=== Explore the material ===
• A. According to the C-terminal sequence abstract, which amino acid is over-represented at the (-1) position in E.coli proteins?
• B. From the C-terminal sequence abstract, quote the part that opens with the words containing "Lab. of Computer" and closes with "the C-terminal region.".
• C. Continue the C-terminal sequence abstract from where it stops.

Lab. of Computer and Structural Analysis of Bioploymers, V. A.. Engelhardt Institute of Molecular Biology, Moscow, Russia
We have undertaken an exhaustive statistical analysis of the amino acid
sequences at the C-terminal ends of proteins and of nucleic acid sequences
at the 5' side of the stop codons. Even for a relatively limited set of
protein sequences from E.coli, it appeared to be possible to observe the
over-representation of Lys in the (-1) position. In mammalian proteins, Lys
and Cys are over-represented ( Table 1 ) mainly at the C-terminal region.
For the E.coli and human 3'-terminal coding nucleotide sequences and deduced
C-terminal peptides, we have revealed a prominent bias in amino acid
frequencies. For E.coli, in the (-1-8) positions positively charged amino
acids are preferred, while for humans, Lys, Arg, Cys, Ser, Glu, and Phe are
over-represented within the C-terminal nonamer. Under-represented amino acids
were mostly non-polar and detected predominantly at the (-1) position.

=== Region pointing data ===
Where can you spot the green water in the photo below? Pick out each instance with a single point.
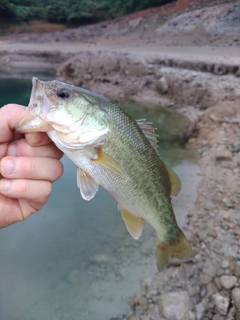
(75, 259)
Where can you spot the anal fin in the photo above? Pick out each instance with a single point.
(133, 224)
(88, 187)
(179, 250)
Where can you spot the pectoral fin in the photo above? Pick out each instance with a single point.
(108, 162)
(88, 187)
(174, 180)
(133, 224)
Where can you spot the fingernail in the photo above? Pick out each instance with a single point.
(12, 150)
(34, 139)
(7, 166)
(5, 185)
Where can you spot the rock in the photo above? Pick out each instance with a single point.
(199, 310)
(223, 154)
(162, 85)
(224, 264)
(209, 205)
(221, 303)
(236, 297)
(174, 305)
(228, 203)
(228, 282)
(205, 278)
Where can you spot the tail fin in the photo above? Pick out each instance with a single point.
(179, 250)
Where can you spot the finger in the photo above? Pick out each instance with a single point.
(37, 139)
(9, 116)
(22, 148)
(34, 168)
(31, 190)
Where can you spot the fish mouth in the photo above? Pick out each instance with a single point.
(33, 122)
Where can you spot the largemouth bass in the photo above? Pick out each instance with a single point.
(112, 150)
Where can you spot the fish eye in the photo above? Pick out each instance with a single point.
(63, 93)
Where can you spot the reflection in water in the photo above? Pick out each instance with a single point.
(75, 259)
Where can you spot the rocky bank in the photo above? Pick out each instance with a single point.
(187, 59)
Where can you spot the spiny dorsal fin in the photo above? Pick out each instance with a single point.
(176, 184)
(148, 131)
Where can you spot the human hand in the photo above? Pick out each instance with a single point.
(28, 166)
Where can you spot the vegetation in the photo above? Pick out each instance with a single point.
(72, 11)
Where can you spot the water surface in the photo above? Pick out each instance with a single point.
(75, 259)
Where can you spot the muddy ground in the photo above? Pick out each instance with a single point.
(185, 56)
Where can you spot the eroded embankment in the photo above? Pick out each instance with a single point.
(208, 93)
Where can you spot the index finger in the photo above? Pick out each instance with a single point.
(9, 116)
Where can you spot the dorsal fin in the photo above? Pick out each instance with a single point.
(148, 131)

=== Outputs in order ===
• A. Lys

• B.
Lab. of Computer and Structural Analysis of Bioploymers, V. A.. Engelhardt Institute of Molecular Biology, Moscow, Russia
We have undertaken an exhaustive statistical analysis of the amino acid
sequences at the C-terminal ends of proteins and of nucleic acid sequences
at the 5' side of the stop codons. Even for a relatively limited set of
protein sequences from E.coli, it appeared to be possible to observe the
over-representation of Lys in the (-1) position. In mammalian proteins, Lys
and Cys are over-represented ( Table 1 ) mainly at the C-terminal region.

• C.
The local C-terminal bias revealed proteins from prokaryotes up to higher
organisms prompted us to apply the approach for other evolutionary groups,
as yeast and A.bacteria proteins. Despite the significant limitation for the
number of A.bacteria sequences, we have obtained over-representation Lys, Arg,
Glu, and Gln at the (-1-4) C-end peptide. An analysis of the set of yeast
sequences clearly exhibits the extended region of over-representation mainly
for Lys, Arg, and Glu .
In summary, we assume that the bias in the amino acid composition of the C-terminal is related to the such factor as stabilization of the protein globule and fixation of the C-terminal peptides via ionic, H-bond and S-S contacts rather than modulation of the translation termination via prevailance of the polar amino acids coupled with deficiency for non-polar amino acids that act at the (-1) and (-2) positions.